• _TASK SET_:
1. In the passage on web application architecture, reproduce the part from "How does the" up to and including "longer available.", substituting "reserved" for "booked".
2. Resume the passage on web application architecture in the cloud, carrying it on from its last shown line.

• _SOURCE PASSAGE_:
—————

I cannot possibly address the intricacies of each of the
many platforms developers use in building web applications,
but most of the issues you will face have nothing to do with your
underlying choice of platform. Whether written in .NET, Ruby, Java, PHP,
or anything else, web applications share a similar general
architecture—and architecture makes or breaks an application in the
cloud.
Figure 1
illustrates the generic application architecture that web applications
share.
You may move around or combine the boxes a bit, but you are
certain to have some kind of (most often scripting) language that
generates content from a combination of templates and data pulled from a
model backed by a database. The system updates the model through actions
that execute transactions against the model.
1. System State and Protecting Transactions
The defining issue in moving to the cloud is how your
application manages its state. Let’s look at the problem of booking a
room in a hotel.
The architecture from Figure 4-1 suggests that
you have represented the room and the hotel in a model. For the
purposes of this discussion, it does not matter whether you have a
tight separation between model, view, and data, or have mixed them to
some degree. The key point is that there is some representation of the
hotel and room data in your application space that mirrors their
respective states in the database.
How does the application state in the application tier change
between the time the user makes the request and the transaction is
changed in the database?
The process might look something like this basic
sequence:
Lock the data associated with the room.
Check the room to see whether it is currently
available.
If currently available, mark it as “booked” and thus no
longer available.
1.1. The problem with memory locks
You can implement this logic in many different ways, not
all of which will succeed in the cloud. A common Java approach that works well in a single-server
environment but fails in a multiserver context might use the
following code:
public void book(Customer customer, Room room, Date[] days)

—————

• _DATA SECTION_:
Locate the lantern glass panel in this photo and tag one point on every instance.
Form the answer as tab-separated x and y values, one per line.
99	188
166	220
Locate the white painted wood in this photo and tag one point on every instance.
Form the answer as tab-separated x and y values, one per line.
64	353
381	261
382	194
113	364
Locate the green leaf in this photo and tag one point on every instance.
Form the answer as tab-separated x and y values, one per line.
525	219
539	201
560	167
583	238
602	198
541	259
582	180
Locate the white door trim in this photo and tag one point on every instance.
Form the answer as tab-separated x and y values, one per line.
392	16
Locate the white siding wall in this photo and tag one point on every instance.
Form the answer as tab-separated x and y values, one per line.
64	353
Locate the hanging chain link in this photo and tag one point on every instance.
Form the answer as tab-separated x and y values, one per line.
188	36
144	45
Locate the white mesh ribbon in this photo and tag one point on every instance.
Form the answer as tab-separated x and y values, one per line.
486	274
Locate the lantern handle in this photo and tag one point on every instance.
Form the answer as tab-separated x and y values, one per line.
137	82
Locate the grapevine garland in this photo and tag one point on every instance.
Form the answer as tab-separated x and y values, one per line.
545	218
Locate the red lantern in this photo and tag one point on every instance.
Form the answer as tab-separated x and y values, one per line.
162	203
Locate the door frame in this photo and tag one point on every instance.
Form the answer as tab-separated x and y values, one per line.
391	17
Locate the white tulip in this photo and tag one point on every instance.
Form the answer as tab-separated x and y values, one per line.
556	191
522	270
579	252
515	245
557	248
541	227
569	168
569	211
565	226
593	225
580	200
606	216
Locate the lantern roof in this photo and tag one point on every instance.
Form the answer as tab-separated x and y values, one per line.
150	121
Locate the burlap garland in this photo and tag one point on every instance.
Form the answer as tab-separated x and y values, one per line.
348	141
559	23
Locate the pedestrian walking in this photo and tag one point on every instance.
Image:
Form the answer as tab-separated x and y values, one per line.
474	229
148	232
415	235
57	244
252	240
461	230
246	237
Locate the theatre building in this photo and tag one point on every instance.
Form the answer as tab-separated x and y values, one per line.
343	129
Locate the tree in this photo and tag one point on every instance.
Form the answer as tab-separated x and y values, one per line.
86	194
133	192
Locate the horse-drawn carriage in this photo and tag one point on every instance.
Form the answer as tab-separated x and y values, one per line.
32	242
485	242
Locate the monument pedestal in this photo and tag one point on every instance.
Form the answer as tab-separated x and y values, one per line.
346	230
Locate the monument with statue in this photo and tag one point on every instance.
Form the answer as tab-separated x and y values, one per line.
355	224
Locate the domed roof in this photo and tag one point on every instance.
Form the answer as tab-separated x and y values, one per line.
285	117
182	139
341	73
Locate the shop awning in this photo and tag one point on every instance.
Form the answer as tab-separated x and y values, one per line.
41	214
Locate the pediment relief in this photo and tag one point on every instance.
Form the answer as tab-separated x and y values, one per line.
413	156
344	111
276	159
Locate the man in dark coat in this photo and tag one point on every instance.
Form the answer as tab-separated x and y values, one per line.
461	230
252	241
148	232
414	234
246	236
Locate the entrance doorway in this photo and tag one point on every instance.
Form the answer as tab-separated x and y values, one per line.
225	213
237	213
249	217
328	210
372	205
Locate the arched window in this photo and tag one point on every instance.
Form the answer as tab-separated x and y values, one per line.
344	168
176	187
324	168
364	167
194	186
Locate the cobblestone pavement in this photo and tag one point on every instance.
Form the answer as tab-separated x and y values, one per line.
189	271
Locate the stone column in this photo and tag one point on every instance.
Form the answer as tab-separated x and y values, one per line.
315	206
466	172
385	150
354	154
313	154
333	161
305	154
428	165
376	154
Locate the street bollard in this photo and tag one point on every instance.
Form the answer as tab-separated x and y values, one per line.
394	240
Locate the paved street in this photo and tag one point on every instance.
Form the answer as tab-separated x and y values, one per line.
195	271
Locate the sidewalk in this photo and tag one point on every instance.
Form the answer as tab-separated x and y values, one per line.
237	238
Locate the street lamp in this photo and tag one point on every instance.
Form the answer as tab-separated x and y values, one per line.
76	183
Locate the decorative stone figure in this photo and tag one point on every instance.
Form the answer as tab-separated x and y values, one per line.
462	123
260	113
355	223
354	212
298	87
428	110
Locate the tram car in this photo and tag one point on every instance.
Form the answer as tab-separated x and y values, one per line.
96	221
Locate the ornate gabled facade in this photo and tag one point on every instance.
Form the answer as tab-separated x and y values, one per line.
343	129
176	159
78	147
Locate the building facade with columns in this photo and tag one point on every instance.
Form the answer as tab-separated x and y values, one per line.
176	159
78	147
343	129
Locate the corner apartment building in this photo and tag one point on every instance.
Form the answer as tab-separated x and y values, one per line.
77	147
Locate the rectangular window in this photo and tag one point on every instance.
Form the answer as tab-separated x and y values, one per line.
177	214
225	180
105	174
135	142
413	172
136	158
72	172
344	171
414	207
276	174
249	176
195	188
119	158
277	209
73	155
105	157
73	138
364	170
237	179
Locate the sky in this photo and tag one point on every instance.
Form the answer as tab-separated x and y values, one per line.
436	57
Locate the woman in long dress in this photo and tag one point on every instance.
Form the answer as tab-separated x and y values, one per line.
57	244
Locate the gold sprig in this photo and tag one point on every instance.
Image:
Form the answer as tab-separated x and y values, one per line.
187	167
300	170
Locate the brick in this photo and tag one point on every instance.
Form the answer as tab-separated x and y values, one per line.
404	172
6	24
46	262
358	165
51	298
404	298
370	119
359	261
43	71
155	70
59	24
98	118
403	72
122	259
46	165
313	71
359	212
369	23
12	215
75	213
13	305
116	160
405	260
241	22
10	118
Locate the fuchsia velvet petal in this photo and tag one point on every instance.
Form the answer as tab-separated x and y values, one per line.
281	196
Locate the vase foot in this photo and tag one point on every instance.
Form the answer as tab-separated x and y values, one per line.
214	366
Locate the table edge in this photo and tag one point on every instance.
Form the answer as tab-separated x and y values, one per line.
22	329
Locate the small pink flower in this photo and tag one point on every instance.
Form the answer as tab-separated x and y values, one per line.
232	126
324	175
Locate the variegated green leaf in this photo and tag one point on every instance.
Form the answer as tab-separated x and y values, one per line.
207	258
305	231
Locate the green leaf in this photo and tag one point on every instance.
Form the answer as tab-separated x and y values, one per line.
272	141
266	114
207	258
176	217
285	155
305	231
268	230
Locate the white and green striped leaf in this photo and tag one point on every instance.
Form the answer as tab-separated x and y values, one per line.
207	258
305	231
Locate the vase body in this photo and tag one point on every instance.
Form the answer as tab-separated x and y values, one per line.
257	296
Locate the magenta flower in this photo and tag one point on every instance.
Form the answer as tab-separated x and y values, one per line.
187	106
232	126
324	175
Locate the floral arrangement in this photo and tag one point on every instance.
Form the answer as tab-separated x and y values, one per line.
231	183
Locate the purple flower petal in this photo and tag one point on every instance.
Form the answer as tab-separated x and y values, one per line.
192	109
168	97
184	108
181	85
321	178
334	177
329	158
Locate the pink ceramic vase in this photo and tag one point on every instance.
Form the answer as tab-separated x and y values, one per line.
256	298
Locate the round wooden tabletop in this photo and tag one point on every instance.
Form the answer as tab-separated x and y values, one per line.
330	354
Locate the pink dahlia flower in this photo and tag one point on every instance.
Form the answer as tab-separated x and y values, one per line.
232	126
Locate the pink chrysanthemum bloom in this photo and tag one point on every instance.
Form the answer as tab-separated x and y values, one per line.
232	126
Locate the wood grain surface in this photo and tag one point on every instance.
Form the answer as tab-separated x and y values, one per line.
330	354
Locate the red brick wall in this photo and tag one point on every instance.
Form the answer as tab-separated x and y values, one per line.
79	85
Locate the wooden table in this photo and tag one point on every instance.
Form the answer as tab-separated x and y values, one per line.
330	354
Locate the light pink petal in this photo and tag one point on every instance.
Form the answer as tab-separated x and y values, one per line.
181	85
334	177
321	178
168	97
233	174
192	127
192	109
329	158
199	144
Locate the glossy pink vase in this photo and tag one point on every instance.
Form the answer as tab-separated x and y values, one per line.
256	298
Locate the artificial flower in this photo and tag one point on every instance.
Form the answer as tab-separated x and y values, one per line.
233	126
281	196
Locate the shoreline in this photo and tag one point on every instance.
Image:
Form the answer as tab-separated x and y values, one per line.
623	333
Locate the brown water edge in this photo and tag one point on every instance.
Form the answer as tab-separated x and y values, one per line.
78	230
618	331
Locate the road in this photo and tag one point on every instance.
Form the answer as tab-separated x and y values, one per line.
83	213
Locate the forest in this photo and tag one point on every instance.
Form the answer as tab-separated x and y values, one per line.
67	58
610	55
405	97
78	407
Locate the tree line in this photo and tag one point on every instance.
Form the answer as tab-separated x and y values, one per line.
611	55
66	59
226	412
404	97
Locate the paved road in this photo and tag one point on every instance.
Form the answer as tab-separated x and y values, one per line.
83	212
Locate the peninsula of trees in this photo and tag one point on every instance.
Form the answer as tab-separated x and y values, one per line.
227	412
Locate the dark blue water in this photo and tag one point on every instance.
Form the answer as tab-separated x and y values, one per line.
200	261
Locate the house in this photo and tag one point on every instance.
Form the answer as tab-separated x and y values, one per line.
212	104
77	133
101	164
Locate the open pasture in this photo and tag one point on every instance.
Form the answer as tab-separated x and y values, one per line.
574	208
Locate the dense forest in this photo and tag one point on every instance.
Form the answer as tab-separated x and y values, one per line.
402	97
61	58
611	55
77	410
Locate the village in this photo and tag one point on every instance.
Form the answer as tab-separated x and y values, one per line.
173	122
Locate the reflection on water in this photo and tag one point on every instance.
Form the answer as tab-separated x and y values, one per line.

—————

• _EXERCISE RESULTS_:
1.
How does the application state in the application tier change
between the time the user makes the request and the transaction is
changed in the database?
The process might look something like this basic
sequence:
Lock the data associated with the room.
Check the room to see whether it is currently
available.
If currently available, mark it as “reserved” and thus no
longer available.

2.
throws BookingException {
synchronized( room ) { // synchronized "locks" the room object
if( !room.isAvailable(days) ) {
throw new BookingException("Room unavailable.");
}
room.book(customer, days);
}
}
Because the code uses the Java locking keyword synchronized, no other threads in the current process can make changes
to the room object. If you are on a single server, this code will work
under any load supported by the server. Unfortunately, it will fail
miserably in a multiserver context.
The problem with this example is the memory-based lock that
the application grabs. If you had two clients making two separate
booking requests against the same server, Java would allow only one
of them to execute the synchronized block at a time. As a result,
you would not end up with a double booking.
On the other hand, if you had each customer making a request
against different servers (or even distinct processes on the same
server), the synchronized blocks on each server could execute
concurrently. As a result, the first customer to reach the room.book() call would lose his
reservation because it would be overwritten by the second. Figure 2 illustrates the
double-booking problem.
The non-Java way of expressing the problem is that if your
transactional logic uses memory-based locking to protect the
integrity of a transaction, that transaction will fail in a
multiserver environment—and thus it won’t be able to take advantage
of the cloud’s ability to dynamically scale application
processing.
One way around this problem is to use clustering technologies
or cross-server shared memory systems. Another way to approach the
problem is to treat the database as the authority on the state of
your system.
I can hear a lot of you—especially those of you who have
massively multithreaded applications—cursing me right now. If you
find yourself in a situation in which you use memory-based locking
and reworking the application away from that model is impractical,
you can still move into the cloud. You simply won’t be able to
scale your application across multiple application servers. The way around this concern is to lock everything using a
shared locking mechanism—typically your database engine. The only
other common alternative is to write some kind of home-grown
distributed transaction management system. But why do that when
your database already has one? |
1.2. Transactional integrity through stored procedures
I am not a huge fan of stored procedures. A key benefit of
stored procedures, however, is that they enable you to leverage the
database to manage the integrity of your transactions. After all,
data integrity is the main job of your database engine!
Instead of doing all of the booking logic in Java, you could
leverage a MySQL stored procedure:
DELIMITER |
CREATE PROCEDURE book
(
IN customerId BIGINT,
IN roomId BIGINT,
IN startDate DATE,
IN endDate DATE,
OUT success CHAR(1)
)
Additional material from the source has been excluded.